Challenge: Lay out the listing from the line containing "Expected behaviour: the pointer locates the baseball" through the end of the listing as a Markdown table with the columns Row and Line, numbering each row and leaving out blank lines.

======== Records ========

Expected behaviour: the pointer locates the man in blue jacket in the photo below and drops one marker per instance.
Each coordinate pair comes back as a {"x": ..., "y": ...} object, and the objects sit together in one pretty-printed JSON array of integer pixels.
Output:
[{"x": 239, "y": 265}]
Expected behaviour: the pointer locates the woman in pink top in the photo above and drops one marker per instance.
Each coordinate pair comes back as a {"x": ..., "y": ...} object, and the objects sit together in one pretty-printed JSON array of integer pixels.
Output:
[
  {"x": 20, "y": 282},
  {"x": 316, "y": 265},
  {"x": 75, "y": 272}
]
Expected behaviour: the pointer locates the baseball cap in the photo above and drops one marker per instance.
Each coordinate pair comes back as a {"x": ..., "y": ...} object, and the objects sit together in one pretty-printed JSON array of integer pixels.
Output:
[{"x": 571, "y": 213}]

========

Task solution:
| Row | Line |
|---|---|
| 1 | Expected behaviour: the pointer locates the baseball cap in the photo above and drops one marker per instance. |
| 2 | Each coordinate pair comes back as a {"x": ..., "y": ...} object, and the objects sit together in one pretty-printed JSON array of integer pixels. |
| 3 | Output: |
| 4 | [{"x": 571, "y": 213}] |